**TASK DETAILS**: Please repeat the line that contains "Target: woman's profile" and every line after it, exactly, through the end of the records.

[RAW DATA Boundary: Start]

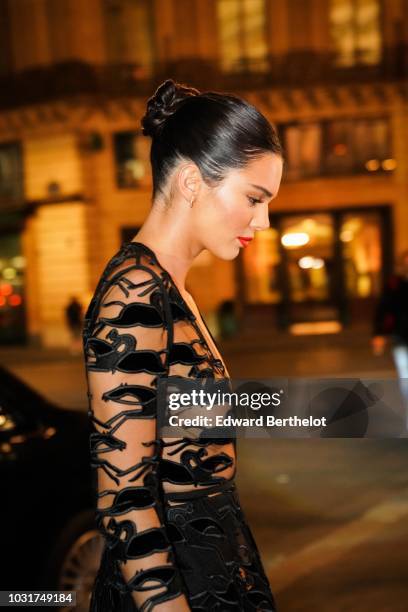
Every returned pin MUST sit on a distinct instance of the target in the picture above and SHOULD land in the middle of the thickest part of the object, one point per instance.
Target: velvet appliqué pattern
(168, 508)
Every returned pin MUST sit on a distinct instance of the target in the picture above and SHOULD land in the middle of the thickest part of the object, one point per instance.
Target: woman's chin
(228, 252)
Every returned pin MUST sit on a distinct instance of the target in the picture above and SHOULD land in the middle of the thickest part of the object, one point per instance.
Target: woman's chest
(195, 341)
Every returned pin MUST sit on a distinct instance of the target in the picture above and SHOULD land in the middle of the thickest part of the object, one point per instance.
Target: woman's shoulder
(132, 274)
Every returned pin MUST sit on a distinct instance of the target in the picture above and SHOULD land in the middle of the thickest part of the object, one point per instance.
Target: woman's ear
(189, 181)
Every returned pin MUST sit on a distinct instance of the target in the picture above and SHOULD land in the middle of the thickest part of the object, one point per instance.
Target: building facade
(75, 182)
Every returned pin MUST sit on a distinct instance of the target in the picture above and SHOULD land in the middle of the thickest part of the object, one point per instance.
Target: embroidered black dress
(168, 508)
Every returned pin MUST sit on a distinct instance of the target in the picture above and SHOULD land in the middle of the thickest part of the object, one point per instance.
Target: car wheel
(77, 558)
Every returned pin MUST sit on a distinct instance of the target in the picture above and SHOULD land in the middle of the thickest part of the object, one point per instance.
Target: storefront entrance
(12, 302)
(317, 267)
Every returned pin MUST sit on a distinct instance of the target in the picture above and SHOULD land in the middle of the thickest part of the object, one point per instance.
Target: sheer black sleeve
(126, 349)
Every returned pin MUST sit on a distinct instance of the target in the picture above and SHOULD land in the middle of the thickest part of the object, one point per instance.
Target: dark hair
(217, 131)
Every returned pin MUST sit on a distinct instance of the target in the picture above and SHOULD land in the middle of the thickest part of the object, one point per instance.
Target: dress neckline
(153, 254)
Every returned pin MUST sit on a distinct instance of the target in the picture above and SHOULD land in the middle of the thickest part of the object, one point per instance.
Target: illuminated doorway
(316, 267)
(12, 299)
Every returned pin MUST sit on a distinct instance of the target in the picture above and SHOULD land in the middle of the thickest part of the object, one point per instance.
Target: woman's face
(238, 206)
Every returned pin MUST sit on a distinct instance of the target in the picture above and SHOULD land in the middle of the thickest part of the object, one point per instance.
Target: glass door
(308, 256)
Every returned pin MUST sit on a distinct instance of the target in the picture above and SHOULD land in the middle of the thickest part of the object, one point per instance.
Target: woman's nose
(260, 220)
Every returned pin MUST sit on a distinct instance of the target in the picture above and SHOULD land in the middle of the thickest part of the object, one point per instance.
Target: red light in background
(6, 289)
(15, 300)
(340, 149)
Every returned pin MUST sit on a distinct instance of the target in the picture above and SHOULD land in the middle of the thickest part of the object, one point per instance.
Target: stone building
(74, 173)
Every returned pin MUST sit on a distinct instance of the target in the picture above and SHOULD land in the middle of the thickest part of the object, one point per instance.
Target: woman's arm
(126, 352)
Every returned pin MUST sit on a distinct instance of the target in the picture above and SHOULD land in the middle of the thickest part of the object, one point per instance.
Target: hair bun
(167, 98)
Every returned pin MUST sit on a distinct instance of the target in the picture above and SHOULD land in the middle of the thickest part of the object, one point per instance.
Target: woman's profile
(175, 536)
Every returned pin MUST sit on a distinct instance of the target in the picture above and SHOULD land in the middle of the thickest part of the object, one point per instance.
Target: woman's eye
(253, 201)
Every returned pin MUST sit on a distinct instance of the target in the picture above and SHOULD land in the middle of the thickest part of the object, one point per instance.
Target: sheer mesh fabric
(137, 329)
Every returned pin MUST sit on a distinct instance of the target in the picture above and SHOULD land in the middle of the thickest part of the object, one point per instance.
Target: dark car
(48, 536)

[RAW DATA Boundary: End]

**REPLY**:
Target: woman's profile
(175, 536)
Every returned pin MUST sit on a distinct instance of the target in the picture above and SHOULD land in the middle of the thickest part of the object, one point per instance.
Target: woman's eye
(253, 201)
Every returned pin MUST sit on a distinct instance of the target in the picture above and SHOULD land in the middle of the thickest part of the object, one point per instance.
Target: sheer mesh fabric
(137, 329)
Every returned pin MUST sit on a distinct instance of the target in the picture above and SHOULD land in the middle of the thickest part of the object, one point per instance.
Target: dark car
(48, 536)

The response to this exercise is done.